WHAT TO PRODUCE:
In the material below, from the line containing "of the light" through the end of the material, substitute "survey notes" for "field log" and write out those lines with all else unchanged.

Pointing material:

+-------+

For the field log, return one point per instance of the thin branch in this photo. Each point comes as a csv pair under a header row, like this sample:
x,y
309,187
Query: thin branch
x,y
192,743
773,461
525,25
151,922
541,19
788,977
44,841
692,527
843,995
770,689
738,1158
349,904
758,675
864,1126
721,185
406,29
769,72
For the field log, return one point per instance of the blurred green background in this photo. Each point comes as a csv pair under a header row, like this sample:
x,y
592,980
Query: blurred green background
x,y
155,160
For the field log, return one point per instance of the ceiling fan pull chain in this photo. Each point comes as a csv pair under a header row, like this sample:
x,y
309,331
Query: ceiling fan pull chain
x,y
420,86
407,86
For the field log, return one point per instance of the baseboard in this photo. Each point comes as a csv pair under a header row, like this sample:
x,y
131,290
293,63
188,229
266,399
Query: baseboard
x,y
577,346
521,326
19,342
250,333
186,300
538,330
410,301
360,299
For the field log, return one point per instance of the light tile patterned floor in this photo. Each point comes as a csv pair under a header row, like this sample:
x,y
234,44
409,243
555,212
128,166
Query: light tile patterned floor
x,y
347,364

+-------+

RESPONSE TO THE TASK:
For the survey notes, return one point per instance of the light tile patterned floor in this photo. Each point comes as a csv pair under a header row, like this sample:
x,y
234,44
409,243
555,212
128,166
Query: light tile patterned floor
x,y
347,364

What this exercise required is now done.